» Work instructions:
1. From the thesis abstract, quote the stretch from "Patricia Renard (Supervisor), Thierry" through "Rudolf WIESNER (Jury)" word for word.
2. According to the thesis abstract, which kinase is involved in the phosphorylation of eIF2a?

Study of the transcriptional responses to the inhibition of the expression of the mitochondrial genome : analysis of the activation of the mitochondrial unfolded protein response and the integrated stress response

Promoter

Prof. Patsy RENARD, UNamur, Laboratory of Cellular and Molecular Biology (URBC), Organelle dysfunction (DYSO) group

Jury

Patricia Renard (Supervisor), Thierry Arnould (Co-Supervisor), Xavier De Bolle (President), Isabelle Hamer (Jury), Marc FRANCAUX (Jury) & Rudolf WIESNER (Jury)

Summary

Mitochondria are multifunctional organelles and their continued maintenance is required for cell homeostasis and function. Upon organelle dysfunction, a mitochondrial-to-nucleus communication, known as retrograde signalling, triggers an orchestrated expression of nuclear genes to relieve the stress and/or compensate the defect. The importance of the good working of these stress response pathways can be highlighted by the various pathophysiological developments associated with their impairment.

The activation of two stress responsive pathways, known as the mitochondrial unfolded protein response (mtUPR) and the integrated stress response (ISR), was assessed upon various stresses such as the inhibition of the mitochondrial DNA (mtDNA) expression.

While there is no induction of mtUPR-related gene markers HSPD1 (heat shock 60kDa protein 1) and ClpP (caseinolytic mitochondrial matrix peptidase proteolytic subunit), the transcription factor CHOP-10 (C/EBP homologous protein-10) was systematically overexpressed when mtDNA expression is inhibited. Furthermore, increased expression of this transcription factor correlates with induction of three genes associated with ISR activation: HERP (homocysteine-inducible, endoplasmic reticulum stress-inducible, ubiquitin-like domain member 1), ATF3 (activating transcription factor 3) and Trib3 (tribbles pseudokinase 3). These results were confirmed in three cancer cell lines (HeLa, Hep3B, MCF-7) as well as in primary human hepatocytes. In addition, the requirement of the ISR key transcription factor ATF4 (activating transcription factor 4) for CHOP-10 induction was demonstrated as well as the involvement of the GCN2 (General control non-derepressible kinase 2) kinase in the phosphorylation of eIF2a. Altogether, these data demonstrate that a GCN2-eIF2a-ATF4-CHOP-10 axis is activated in response to mitochondrial dysfunction. The decrease in cytosolic translation that occurs consequently to eIF2a phosphorylation could help to reduce the mitochondrial stress.

» Recorded data:

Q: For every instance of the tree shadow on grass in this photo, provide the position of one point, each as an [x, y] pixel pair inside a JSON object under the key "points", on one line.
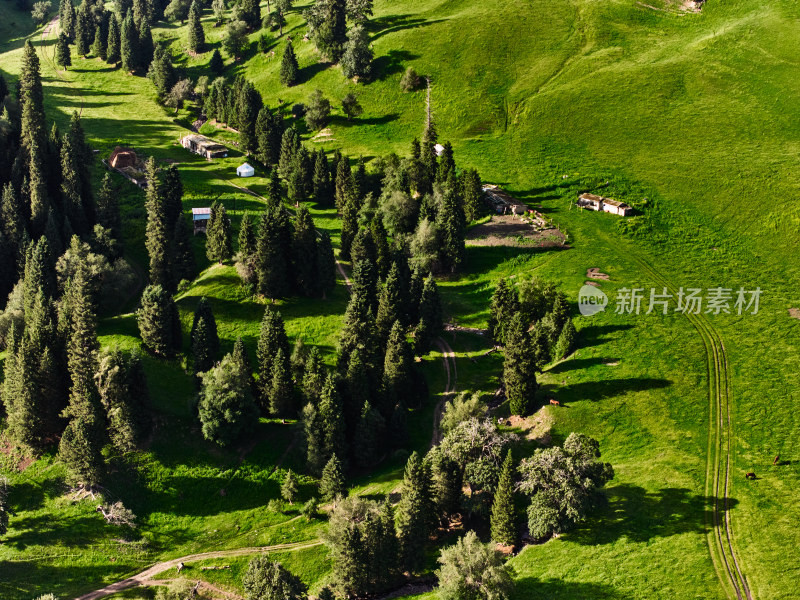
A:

» Answers provided:
1.
Patricia Renard (Supervisor), Thierry Arnould (Co-Supervisor), Xavier De Bolle (President), Isabelle Hamer (Jury), Marc FRANCAUX (Jury) & Rudolf WIESNER (Jury)

2. GCN2 (General control non-derepressible kinase 2).